Task 1:
Reproduce the passage on Kubra Khademi's exhibition from "The turban, for" up to and including "her excremental sculptures.".
Task 2:
Carry on the passage on Kubra Khademi's exhibition from the point where it stops.

Page excerpt:
------------------------------------------------------------------------
The title of the exhibition, “Ta’me Sib’ ( بیس معط )”, is a reference to the inheritance rule whereby women cannot obtain the whole of a bequest even when there are no male heirs. As an Afghan woman, Kubra Khademi is no stranger to patriarchal violence, which is systemic and not part of some epic destiny. Dragon, a work on paper, recalls the story of the dragon of Bamiyan2 who demanded a virgin, two camels, and six hundred pounds
of food daily, a myth that illustrates how women’s status is equal to that of domesticated animals. The excrement reproduced by Kubra Khademi in gilded ceramic materialises the presence of women, whereby their inherent “impurity” means the esteem they enjoy is equivalent to that of a public convenience. The aftabeh ( 3(هباتفآ , transformed into a vase for artificial flowers, represents a reversal of the public and intimate spheres. It refers to an image that circulated online depicting a Taliban with a similar looking bouquet, and juxtaposes the prohibitions dictated by the regime with the mass-produced goods that flooded the Central Asian market starting in the 1980s. These contradictions invite reflection on moral values.


The turban, for instance, symbolises spiritual and social power. In the work of Kubra Khademi, the turban, whose colour identifies it with those worn by the Taliban, has been emptied of its social symbolism thanks to the resistance of women: the artist transforms it into a vulgar plinth that supports one of her excremental sculptures.
Traditional mystical imagery reinterpreted figures also in the gouaches The Father-Fucker-God and The-Last-Departor-to-Heaven. The choice of representing two Buddhas, similar to those of Bamiyan reduced to rubble by the Taliban in 2001, conveys the artist’s opposition to iconoclasm; their features are fully human4. The first is gendered and the second has an explosive belt wrapped around his chest; he holds a detonator in his right
hand and the key to paradise in his left. Suicide attacks are very frequent in Afghanistan, and civilians are the primary victims of these “martyrs” who hope to gain entry to paradise in this way. Baby Paradise I and Baby Paradise II take up this same fatal theme. These are figurines of two young boy recruits from the Taliban, their heads replaced with dried pomegranates. The double meaning of the French word grenade (pomegranate, the
fruit associated with paradise grown in southern Afghanistan and the explosive projectile) illustrates the irreparable nature of suicide bombing.
------------------------------------------------------------------------
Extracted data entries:
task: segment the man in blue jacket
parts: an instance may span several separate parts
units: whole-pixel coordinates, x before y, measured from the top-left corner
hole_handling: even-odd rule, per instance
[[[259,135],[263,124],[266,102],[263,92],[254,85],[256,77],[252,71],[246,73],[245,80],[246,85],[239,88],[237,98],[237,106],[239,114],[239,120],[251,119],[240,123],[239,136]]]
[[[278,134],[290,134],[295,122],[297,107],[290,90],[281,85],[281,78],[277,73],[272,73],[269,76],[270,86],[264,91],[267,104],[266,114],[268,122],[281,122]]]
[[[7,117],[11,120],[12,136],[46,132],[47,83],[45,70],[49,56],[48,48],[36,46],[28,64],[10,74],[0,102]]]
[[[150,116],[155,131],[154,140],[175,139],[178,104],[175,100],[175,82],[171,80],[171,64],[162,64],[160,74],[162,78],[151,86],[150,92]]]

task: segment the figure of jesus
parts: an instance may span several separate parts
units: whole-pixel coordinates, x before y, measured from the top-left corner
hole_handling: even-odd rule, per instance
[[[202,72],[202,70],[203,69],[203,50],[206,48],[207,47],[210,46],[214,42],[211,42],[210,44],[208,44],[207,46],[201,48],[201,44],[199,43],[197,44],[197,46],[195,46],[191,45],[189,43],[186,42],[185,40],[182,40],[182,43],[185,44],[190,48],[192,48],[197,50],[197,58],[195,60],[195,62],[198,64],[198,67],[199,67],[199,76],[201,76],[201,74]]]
------------------------------------------------------------------------
Output 1:
The turban, for instance, symbolises spiritual and social power. In the work of Kubra Khademi, the turban, whose colour identifies it with those worn by the Taliban, has been emptied of its social symbolism thanks to the resistance of women: the artist transforms it into a vulgar plinth that supports one of her excremental sculptures.

Output 2:
The thirteen screen-printed flags of the Sagas Encounter series represent a bilateral world made up of countries that produce arms and those that buy them. A similar dichotomy occurs when alliances come together and create an inflated idea of the enemy. Although Afghanistan’s national flag is absent
here, Kubra Khademi questions the imaginary representation of her country, conceived and mediated by the West, as a formidable enemy entity.

“Making a weapon is a craft. Afghanistan is a country of jewellers.” One of the reasons probably lies in the country’s wealth of precious resources – cobalt, turquoise, copper, lapis-lazuli and gold – that the artist features in a series of gouaches. However, Afghanistan was rendered unable to compete in the geopolitical power games for which its mineral resources made it eligible by the wars of occupation against its sovereignty and people waged successively by the Soviet Union and the United States over the past four decades.
Kubra Khademi’s exhibition at the Galerie Éric Mouchet invites us to cast a critical eye on systems of power, taking as a starting point the lessons and genealogy of myths. While forms of violence continue, the artist is exploring the basis for an urgently needed decolonised and feminist paradigm shift.